— start Input —

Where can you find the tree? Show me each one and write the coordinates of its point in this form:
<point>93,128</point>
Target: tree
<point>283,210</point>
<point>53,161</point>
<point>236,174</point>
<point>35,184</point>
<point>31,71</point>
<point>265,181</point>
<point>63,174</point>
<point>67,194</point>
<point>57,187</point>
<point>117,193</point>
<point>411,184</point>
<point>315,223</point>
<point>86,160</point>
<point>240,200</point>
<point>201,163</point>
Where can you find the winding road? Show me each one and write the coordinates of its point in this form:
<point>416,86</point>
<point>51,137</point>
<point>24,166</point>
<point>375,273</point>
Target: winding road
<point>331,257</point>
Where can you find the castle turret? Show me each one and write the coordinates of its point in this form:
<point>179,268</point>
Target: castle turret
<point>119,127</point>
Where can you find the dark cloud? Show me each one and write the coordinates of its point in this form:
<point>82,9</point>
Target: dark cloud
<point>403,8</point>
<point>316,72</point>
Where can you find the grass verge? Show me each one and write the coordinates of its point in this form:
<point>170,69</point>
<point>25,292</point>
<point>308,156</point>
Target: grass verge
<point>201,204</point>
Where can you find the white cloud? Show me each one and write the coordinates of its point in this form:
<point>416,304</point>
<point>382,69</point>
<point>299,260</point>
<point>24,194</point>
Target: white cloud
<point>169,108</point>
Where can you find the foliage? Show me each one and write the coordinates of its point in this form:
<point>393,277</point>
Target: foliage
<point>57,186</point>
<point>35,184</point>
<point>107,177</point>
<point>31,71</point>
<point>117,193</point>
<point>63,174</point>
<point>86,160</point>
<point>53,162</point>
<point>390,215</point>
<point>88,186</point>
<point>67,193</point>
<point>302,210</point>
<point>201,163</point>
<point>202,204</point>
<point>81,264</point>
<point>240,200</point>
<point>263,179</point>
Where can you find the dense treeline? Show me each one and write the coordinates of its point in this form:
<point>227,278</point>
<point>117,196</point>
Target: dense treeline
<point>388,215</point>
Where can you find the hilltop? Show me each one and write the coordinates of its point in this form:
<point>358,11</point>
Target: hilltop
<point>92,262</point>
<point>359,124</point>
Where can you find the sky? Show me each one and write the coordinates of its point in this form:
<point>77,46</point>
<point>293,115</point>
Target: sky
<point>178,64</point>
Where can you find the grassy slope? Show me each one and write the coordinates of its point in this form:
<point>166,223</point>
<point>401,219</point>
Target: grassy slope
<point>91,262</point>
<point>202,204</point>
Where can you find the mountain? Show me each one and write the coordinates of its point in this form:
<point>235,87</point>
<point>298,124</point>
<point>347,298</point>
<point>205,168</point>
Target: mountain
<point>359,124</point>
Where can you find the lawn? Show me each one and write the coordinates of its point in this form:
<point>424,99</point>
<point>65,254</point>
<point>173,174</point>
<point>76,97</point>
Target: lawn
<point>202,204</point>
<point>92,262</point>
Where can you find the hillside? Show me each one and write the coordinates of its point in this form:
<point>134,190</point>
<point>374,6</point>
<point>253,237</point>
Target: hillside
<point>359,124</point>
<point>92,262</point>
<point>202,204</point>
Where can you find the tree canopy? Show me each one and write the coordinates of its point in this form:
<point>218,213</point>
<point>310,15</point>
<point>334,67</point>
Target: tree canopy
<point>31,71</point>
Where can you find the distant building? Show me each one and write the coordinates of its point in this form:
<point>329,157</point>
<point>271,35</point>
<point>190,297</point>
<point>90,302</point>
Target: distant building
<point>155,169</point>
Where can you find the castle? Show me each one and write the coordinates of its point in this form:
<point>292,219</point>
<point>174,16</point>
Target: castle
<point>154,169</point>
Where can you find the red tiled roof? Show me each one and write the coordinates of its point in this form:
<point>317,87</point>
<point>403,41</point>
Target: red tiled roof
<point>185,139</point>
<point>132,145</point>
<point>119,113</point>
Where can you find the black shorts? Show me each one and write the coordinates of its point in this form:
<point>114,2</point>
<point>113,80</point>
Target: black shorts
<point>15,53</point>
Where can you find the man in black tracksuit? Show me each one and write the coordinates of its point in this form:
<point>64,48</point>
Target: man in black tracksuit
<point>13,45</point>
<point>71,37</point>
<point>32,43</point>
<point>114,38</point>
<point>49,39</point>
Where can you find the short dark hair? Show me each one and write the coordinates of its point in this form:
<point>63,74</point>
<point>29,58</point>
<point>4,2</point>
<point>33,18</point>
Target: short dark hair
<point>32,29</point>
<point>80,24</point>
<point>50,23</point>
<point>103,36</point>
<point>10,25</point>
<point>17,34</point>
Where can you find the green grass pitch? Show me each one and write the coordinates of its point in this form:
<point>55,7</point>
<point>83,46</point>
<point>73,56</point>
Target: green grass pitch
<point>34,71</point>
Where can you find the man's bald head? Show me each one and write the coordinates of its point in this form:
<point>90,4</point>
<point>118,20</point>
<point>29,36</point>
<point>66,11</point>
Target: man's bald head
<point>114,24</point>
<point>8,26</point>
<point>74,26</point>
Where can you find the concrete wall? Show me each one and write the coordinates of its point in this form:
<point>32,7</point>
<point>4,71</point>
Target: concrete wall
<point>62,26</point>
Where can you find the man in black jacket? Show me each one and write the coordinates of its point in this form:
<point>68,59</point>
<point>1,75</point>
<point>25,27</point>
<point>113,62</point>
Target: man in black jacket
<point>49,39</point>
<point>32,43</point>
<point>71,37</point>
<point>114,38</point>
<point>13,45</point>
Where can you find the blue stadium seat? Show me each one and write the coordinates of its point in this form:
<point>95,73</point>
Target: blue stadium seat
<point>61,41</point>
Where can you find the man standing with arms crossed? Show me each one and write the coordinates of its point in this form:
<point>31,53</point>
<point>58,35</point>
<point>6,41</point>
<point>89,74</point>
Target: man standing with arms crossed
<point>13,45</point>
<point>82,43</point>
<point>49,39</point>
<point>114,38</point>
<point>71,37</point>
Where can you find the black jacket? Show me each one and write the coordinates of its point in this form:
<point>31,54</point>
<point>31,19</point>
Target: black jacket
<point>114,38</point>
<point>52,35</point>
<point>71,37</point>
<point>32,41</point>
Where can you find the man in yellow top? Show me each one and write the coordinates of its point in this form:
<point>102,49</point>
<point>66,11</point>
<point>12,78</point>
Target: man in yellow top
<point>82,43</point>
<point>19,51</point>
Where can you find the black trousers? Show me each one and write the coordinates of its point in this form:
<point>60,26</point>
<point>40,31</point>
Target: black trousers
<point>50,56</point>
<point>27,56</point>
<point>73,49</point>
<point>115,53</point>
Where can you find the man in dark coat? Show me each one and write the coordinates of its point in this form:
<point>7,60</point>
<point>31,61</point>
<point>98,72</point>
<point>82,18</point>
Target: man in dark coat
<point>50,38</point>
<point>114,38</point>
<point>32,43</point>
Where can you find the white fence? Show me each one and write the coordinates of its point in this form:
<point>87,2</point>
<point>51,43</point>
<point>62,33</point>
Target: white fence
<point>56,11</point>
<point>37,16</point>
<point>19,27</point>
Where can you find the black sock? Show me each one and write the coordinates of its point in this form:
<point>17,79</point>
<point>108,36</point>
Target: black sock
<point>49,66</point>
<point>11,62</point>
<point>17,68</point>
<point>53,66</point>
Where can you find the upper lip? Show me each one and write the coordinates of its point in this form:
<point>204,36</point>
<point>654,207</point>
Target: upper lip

— end Input —

→ **Exercise goal**:
Please give the stretch from the start of the items through the line containing "<point>201,204</point>" again, with every "Target" swapped for "Label" and nothing else changed.

→ **Correct response**:
Where can you find the tree? Show me each one and write the coordinates of its point in this form:
<point>93,128</point>
Label: tree
<point>283,210</point>
<point>53,161</point>
<point>236,174</point>
<point>35,184</point>
<point>31,71</point>
<point>265,181</point>
<point>63,174</point>
<point>67,194</point>
<point>57,187</point>
<point>117,193</point>
<point>411,184</point>
<point>315,223</point>
<point>86,160</point>
<point>240,200</point>
<point>201,163</point>
Where can you find the winding road? Show me each one and write the coordinates of its point in this form:
<point>416,86</point>
<point>51,137</point>
<point>24,166</point>
<point>375,273</point>
Label: winding road
<point>331,257</point>
Where can you find the castle turret? Show me each one and write the coordinates of its point in this form:
<point>179,268</point>
Label: castle turret
<point>119,127</point>
Where can you find the dark cloud? Show me each one and write the coordinates of its point in this form:
<point>82,9</point>
Label: dark cloud
<point>403,8</point>
<point>316,72</point>
Where can you find the grass verge? Show me each one and write the coordinates of its point in this form:
<point>170,69</point>
<point>25,292</point>
<point>308,156</point>
Label: grass verge
<point>201,204</point>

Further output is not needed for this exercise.